» **Extracted data**:
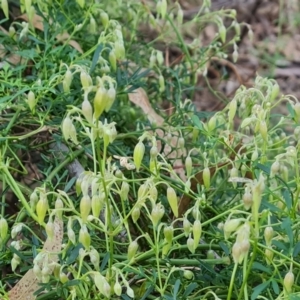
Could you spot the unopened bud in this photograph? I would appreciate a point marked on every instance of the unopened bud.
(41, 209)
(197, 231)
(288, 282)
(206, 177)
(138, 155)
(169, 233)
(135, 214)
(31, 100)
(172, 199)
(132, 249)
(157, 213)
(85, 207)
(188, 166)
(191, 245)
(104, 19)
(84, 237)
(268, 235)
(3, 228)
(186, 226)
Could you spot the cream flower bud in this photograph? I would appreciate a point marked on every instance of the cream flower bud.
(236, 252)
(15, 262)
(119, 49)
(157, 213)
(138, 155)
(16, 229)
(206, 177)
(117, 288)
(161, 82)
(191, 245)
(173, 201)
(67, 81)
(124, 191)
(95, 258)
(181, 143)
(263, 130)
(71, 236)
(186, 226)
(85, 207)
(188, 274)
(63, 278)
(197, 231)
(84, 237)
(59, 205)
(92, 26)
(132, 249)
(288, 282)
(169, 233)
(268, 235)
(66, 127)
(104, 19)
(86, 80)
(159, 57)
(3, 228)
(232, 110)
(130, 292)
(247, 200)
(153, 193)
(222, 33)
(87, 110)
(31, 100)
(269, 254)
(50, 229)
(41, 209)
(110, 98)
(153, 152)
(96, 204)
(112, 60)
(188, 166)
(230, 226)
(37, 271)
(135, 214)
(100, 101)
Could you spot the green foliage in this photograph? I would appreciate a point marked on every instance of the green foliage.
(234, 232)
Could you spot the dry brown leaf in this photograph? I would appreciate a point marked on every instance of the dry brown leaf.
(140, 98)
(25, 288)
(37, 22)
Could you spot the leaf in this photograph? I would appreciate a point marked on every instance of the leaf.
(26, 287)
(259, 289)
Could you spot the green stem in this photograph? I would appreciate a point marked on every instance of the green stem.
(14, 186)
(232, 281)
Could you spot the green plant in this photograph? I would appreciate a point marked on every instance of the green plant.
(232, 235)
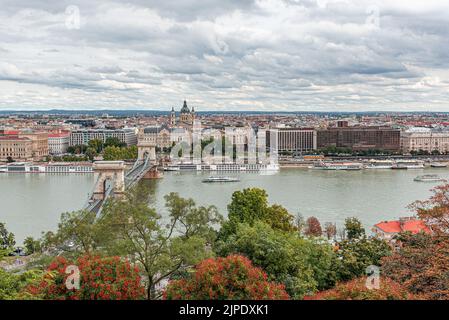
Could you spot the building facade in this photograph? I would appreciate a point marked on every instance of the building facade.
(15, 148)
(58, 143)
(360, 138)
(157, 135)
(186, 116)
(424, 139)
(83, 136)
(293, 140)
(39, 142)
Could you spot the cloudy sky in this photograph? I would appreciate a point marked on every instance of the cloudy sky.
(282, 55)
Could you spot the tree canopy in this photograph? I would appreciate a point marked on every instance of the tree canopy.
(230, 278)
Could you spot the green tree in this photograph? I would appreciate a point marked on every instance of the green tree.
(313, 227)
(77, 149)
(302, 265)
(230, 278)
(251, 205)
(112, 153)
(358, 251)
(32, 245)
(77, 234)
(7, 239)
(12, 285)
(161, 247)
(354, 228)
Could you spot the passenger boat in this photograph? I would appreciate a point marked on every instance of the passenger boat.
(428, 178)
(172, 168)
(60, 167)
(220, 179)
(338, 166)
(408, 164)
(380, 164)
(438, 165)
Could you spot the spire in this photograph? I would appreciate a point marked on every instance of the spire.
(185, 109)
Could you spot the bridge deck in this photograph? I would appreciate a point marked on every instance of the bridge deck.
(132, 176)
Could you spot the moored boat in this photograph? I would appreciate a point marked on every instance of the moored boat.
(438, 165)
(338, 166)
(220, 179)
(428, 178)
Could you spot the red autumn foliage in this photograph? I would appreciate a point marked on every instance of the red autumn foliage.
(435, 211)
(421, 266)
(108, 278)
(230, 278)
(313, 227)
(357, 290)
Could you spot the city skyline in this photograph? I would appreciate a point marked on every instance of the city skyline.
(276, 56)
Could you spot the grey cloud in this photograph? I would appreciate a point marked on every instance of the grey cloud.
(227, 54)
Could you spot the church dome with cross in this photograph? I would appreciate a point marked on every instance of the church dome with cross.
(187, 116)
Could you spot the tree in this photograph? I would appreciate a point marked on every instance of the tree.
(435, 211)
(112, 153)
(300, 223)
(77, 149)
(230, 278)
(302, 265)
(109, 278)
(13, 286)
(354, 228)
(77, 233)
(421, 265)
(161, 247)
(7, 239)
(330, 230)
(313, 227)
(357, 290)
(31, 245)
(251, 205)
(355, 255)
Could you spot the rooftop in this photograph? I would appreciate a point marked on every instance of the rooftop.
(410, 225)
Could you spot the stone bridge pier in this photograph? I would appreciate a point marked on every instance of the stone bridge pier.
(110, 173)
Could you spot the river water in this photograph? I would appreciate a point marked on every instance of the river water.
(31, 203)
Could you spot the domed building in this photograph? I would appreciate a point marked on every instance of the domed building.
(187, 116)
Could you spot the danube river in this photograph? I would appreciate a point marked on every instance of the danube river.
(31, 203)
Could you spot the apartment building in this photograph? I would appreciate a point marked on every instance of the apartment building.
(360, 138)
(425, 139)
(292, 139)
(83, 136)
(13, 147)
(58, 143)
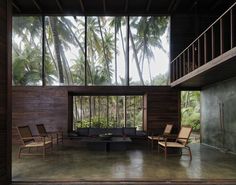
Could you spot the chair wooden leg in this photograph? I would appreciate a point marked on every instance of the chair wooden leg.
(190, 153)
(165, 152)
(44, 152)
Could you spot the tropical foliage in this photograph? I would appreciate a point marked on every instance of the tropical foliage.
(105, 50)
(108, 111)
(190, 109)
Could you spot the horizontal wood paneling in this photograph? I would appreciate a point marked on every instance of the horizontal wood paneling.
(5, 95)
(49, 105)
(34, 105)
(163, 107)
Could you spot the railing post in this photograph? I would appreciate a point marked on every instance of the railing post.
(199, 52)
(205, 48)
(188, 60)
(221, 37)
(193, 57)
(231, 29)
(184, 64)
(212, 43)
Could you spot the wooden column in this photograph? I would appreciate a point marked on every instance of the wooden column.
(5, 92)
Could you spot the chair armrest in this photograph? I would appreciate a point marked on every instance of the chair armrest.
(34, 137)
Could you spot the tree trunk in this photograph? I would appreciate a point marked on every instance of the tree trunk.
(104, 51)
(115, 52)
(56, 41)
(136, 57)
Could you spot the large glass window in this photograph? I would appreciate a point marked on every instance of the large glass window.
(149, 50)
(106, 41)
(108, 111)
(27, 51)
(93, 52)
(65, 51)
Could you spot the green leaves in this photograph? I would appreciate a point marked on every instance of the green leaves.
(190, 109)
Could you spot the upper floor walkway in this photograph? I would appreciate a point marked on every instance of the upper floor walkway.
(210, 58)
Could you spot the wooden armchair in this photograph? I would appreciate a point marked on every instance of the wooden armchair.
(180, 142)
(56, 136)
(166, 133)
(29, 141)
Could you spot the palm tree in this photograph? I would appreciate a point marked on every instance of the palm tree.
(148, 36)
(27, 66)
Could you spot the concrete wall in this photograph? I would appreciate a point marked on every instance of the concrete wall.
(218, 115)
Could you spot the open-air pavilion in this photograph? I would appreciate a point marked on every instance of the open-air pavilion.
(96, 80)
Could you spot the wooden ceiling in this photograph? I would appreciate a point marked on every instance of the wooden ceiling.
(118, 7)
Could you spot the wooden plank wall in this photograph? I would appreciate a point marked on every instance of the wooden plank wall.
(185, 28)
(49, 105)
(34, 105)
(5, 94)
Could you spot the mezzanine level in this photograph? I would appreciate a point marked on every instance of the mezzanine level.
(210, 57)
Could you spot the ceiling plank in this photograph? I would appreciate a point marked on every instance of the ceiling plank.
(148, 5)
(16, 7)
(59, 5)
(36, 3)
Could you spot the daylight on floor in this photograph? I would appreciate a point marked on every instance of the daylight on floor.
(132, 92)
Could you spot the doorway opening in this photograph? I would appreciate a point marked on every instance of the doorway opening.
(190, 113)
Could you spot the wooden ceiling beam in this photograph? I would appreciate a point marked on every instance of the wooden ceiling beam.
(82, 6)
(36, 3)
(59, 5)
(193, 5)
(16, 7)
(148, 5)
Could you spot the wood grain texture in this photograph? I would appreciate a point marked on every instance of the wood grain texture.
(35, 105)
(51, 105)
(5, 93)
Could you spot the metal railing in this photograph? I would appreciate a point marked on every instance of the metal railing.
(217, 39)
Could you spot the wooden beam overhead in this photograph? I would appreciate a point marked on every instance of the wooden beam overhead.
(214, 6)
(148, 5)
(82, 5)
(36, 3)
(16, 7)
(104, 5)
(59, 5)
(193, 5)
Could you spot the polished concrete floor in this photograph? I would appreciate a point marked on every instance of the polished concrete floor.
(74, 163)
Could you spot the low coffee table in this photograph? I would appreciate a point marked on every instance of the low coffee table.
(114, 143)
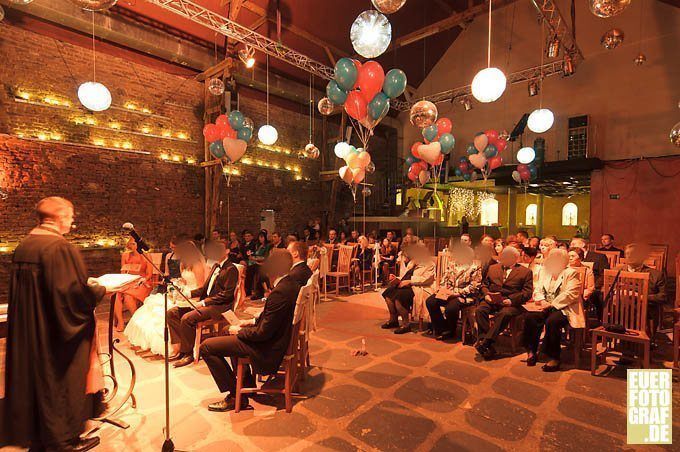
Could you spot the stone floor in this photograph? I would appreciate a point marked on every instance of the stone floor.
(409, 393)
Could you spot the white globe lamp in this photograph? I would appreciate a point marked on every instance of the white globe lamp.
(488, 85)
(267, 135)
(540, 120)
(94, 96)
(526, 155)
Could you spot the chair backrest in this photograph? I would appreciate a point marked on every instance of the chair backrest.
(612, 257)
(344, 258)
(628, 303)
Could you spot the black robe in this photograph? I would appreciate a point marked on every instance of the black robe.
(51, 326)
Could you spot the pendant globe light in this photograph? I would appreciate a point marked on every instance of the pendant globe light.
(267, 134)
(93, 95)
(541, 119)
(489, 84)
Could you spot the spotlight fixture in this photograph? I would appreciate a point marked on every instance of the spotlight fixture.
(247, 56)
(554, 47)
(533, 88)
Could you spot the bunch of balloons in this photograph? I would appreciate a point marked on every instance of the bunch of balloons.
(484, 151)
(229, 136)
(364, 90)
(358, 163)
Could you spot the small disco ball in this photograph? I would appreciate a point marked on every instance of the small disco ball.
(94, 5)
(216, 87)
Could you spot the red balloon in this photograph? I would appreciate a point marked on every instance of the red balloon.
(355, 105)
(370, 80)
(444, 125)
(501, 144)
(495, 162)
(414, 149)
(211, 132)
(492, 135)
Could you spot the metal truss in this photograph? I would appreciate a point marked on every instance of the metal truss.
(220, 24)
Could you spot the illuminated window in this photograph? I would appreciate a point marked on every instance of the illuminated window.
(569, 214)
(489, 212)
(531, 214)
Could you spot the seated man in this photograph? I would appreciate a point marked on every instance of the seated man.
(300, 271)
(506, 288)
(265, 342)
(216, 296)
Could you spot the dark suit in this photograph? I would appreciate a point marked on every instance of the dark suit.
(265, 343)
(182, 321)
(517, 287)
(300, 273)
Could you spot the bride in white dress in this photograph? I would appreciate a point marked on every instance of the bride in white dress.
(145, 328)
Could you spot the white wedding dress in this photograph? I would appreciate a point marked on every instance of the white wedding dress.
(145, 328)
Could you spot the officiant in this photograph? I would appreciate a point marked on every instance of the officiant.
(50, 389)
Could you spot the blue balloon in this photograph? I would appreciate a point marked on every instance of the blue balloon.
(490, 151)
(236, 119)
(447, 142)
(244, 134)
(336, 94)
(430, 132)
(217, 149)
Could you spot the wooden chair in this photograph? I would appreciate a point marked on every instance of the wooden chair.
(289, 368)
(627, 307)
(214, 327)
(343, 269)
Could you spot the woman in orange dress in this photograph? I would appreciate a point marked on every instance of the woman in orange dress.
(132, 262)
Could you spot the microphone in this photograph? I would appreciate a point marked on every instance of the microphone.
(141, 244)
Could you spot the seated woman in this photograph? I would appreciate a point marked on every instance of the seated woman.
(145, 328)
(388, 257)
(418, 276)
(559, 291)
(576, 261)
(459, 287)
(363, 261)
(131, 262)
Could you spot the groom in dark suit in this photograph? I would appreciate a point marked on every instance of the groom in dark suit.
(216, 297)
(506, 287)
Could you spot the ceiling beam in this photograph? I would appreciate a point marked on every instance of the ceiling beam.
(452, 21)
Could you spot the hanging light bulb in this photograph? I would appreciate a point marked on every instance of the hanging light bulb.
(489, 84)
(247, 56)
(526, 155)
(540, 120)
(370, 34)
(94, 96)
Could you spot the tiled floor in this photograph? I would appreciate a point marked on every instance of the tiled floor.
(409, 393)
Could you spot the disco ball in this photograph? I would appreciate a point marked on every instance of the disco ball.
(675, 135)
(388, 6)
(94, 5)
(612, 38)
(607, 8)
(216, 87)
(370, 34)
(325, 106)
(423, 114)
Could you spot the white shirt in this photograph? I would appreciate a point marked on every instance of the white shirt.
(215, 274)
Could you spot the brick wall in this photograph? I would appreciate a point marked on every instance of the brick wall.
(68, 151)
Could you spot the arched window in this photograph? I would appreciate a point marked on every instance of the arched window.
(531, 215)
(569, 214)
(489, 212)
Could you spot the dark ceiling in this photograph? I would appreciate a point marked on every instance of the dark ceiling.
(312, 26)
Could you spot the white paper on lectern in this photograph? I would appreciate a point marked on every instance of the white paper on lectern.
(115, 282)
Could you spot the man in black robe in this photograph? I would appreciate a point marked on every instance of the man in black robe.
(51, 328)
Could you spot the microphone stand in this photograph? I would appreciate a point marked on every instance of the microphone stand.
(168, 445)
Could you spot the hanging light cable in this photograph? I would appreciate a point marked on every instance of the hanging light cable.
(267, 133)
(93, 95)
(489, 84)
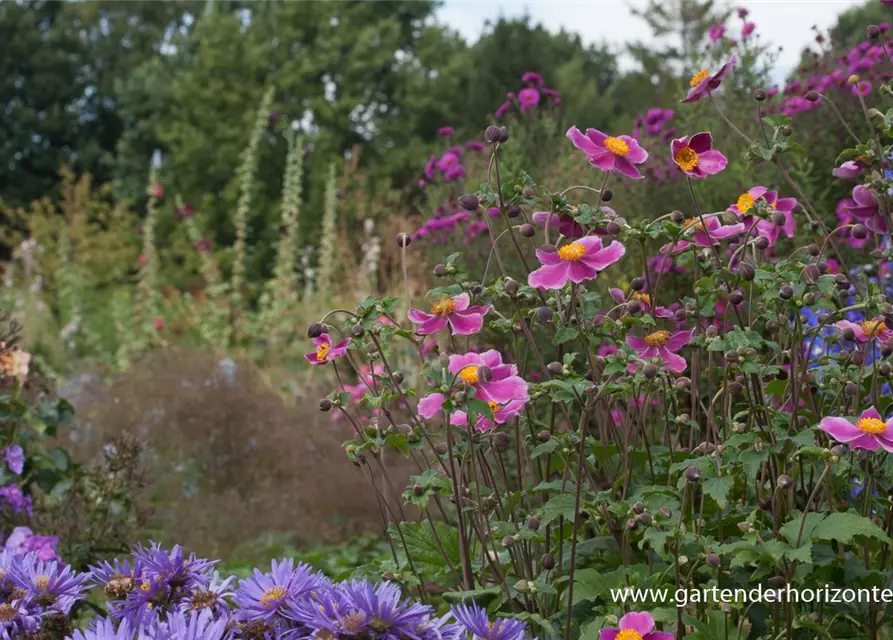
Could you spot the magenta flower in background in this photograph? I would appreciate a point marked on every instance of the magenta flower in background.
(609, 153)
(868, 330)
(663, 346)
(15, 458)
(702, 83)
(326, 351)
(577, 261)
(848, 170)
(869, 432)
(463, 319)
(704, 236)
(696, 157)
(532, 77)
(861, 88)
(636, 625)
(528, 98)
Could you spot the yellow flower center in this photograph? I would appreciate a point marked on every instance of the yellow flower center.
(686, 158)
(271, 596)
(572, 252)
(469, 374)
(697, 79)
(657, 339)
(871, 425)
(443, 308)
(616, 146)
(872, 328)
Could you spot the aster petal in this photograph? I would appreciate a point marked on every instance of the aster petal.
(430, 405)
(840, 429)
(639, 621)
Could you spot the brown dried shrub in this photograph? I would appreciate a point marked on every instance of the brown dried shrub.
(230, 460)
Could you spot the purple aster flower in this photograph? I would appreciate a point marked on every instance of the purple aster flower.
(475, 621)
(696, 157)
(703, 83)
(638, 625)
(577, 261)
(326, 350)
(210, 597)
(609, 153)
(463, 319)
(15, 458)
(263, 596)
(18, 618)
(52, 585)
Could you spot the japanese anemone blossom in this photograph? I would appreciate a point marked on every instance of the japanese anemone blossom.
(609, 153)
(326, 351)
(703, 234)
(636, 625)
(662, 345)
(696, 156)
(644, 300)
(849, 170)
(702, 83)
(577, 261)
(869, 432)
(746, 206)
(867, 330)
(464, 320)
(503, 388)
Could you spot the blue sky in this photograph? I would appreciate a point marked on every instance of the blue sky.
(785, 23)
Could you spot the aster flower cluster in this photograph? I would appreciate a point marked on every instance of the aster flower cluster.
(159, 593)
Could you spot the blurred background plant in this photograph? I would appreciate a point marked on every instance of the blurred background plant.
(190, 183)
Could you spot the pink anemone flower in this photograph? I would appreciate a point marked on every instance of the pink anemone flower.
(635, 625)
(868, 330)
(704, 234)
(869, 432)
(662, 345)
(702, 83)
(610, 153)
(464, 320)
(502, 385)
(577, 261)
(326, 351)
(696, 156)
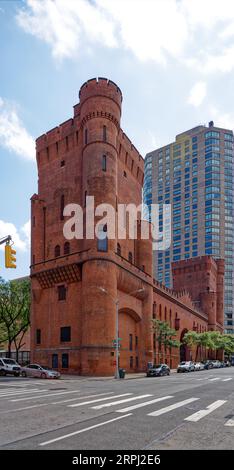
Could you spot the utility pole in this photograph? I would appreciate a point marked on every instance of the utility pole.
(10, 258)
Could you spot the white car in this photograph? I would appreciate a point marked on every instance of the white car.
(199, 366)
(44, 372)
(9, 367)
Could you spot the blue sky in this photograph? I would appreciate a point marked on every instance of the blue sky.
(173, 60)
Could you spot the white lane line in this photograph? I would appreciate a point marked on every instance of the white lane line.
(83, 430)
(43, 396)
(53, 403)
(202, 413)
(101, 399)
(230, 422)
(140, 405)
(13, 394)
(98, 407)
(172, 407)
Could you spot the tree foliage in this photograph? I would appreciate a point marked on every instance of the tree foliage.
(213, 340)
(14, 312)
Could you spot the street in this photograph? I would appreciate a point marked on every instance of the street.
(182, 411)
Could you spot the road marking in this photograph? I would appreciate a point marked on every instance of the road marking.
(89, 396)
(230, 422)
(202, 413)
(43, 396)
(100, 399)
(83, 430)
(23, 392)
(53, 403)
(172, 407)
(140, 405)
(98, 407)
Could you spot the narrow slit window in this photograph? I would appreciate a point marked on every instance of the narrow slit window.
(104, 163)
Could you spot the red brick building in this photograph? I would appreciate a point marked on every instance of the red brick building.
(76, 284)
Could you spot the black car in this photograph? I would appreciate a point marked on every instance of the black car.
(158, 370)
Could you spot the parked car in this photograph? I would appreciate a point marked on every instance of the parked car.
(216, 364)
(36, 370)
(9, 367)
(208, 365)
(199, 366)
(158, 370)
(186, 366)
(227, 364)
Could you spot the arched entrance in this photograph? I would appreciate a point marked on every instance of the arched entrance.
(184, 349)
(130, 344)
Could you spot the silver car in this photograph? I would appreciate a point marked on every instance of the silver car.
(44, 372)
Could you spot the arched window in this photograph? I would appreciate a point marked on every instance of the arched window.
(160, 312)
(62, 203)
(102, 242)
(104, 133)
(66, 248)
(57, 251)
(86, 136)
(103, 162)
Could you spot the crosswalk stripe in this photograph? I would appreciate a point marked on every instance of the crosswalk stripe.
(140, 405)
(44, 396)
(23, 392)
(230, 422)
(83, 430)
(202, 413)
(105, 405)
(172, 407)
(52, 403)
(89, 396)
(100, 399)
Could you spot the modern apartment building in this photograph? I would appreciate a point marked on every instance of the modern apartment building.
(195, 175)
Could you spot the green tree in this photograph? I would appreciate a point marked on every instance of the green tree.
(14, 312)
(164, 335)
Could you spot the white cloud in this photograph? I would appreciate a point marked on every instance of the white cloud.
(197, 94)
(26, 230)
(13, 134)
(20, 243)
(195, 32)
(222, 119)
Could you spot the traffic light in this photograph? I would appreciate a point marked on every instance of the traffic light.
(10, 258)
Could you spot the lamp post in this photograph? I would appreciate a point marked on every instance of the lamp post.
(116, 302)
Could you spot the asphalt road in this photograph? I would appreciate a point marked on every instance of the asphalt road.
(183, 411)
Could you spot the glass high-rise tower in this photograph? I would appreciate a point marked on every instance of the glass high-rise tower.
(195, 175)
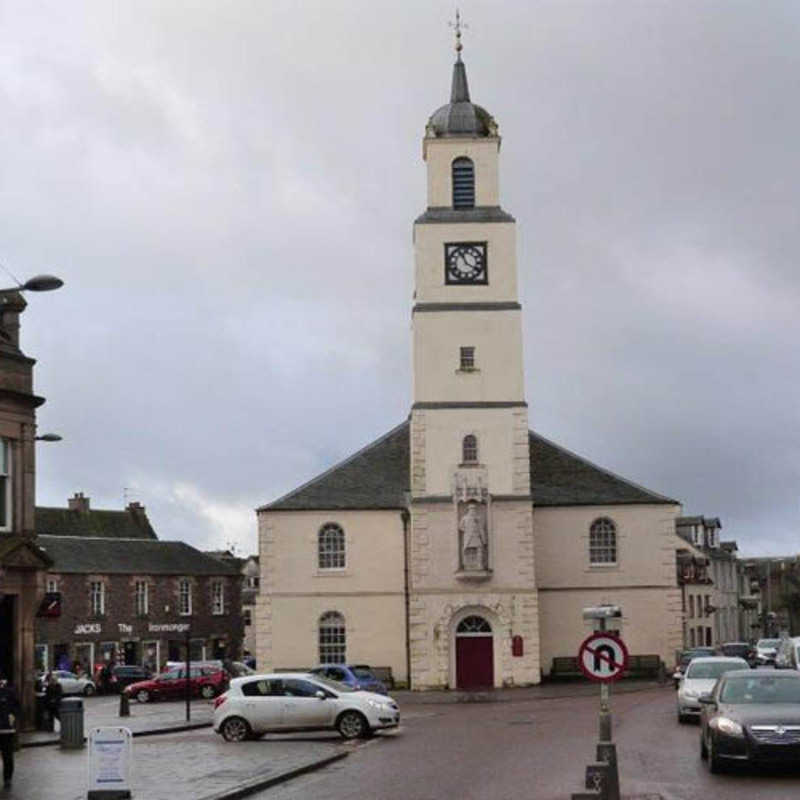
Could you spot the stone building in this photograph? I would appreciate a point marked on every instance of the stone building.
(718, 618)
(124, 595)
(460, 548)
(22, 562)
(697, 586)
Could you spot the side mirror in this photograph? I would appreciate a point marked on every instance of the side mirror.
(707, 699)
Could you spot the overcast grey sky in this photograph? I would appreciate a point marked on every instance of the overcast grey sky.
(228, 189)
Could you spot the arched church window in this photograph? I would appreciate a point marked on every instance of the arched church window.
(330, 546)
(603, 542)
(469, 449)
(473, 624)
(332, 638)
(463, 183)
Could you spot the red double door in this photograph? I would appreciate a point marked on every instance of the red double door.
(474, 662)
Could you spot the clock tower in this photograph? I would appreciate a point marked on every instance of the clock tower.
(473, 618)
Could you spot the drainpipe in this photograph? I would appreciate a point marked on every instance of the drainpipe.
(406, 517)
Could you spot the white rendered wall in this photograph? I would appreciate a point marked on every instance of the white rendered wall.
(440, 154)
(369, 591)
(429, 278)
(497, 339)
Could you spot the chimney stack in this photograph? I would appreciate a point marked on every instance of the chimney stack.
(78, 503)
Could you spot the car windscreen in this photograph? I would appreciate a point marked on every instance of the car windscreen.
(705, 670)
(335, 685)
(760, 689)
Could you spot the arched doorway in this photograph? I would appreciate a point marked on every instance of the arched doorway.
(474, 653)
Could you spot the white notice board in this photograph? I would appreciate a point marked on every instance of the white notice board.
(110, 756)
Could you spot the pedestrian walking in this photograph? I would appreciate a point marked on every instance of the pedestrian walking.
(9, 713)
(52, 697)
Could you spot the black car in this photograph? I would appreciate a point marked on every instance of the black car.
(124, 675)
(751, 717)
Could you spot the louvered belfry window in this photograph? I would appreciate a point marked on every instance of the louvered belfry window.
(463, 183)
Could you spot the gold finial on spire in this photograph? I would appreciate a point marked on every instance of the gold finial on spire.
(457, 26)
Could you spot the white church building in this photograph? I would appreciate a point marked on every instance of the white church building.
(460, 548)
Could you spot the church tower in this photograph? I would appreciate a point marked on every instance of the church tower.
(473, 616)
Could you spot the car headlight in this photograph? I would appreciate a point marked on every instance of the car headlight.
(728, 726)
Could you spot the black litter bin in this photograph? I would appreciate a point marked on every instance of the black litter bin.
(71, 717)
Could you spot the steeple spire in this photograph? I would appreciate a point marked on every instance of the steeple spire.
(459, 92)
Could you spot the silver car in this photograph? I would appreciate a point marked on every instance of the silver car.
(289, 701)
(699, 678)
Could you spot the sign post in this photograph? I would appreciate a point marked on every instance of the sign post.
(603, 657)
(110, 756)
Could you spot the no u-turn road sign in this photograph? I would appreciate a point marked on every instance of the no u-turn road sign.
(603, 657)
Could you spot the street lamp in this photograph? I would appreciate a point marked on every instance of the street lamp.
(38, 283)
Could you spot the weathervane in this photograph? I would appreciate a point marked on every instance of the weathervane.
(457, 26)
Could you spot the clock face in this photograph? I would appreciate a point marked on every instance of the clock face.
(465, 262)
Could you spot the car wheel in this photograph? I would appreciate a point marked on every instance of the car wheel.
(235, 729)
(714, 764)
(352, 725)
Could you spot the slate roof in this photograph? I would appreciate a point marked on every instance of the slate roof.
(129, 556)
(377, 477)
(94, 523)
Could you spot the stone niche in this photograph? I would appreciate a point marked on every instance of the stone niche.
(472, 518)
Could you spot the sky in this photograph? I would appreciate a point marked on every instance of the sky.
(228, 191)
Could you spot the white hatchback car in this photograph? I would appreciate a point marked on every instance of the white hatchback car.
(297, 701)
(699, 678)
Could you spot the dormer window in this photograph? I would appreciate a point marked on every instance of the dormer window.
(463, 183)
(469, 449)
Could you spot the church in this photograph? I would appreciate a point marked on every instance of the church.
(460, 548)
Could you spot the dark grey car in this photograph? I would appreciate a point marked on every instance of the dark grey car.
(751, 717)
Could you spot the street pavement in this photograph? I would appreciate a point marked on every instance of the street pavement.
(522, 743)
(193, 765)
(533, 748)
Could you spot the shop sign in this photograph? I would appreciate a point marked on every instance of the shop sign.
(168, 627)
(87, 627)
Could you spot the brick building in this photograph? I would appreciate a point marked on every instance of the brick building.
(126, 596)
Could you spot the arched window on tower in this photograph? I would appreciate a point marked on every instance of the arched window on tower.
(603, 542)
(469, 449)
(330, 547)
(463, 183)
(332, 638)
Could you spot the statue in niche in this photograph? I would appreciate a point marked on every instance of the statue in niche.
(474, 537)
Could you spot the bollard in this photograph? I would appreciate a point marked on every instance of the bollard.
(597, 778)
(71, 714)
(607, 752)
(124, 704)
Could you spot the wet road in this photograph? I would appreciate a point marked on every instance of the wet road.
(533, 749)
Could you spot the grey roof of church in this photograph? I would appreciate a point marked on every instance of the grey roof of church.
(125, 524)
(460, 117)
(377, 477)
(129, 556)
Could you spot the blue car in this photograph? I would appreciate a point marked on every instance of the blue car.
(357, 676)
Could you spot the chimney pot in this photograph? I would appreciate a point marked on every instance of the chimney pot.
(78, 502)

» **Your instructions**: Find the line that contains "Could you spot the dark grey". Repeat it and every line after it, exactly as written, up to and including the last line of the records above.

» **Response for this exercise**:
Could you spot the dark grey car in this photograph? I would appreciate a point marked on every instance of the dark grey car.
(751, 717)
Could you spot the street pavement in this photograph? I would appreciate a point marked on every instance of the street pavement.
(522, 743)
(193, 765)
(533, 748)
Could you spot the shop sign in this photograph? I would appreciate a point marked on every instance of the shop sign.
(168, 627)
(87, 627)
Could you spot the brick building in this photograph? I would appreciate a point marked on every instance of the brick building.
(126, 596)
Could you spot the arched window on tower in this photograph? I would appreciate a point marked on every instance of the arched window on tower.
(603, 542)
(469, 449)
(330, 547)
(463, 183)
(332, 638)
Could you spot the statue in niche in this photograph? I would appreciate a point marked on every instance of the statue in niche.
(474, 537)
Could you spot the bollard in this photograph? I would appreciate a point marked on every instance of the bollard.
(597, 778)
(71, 714)
(607, 752)
(124, 704)
Could you spot the wet road in this photograph? I would appreciate a point marked on every instance of the wet road.
(533, 749)
Could you spot the grey roof of church in this photograph? I would appreciate a point marked on every instance of the grey roof of church.
(125, 524)
(460, 117)
(377, 477)
(129, 556)
Could you spot the blue car in this photograph? I would appreciate a point marked on every instance of the blue car.
(357, 676)
Could you spot the chimney pot in this photograph? I would appreciate a point marked on every instance of the chimney pot.
(78, 502)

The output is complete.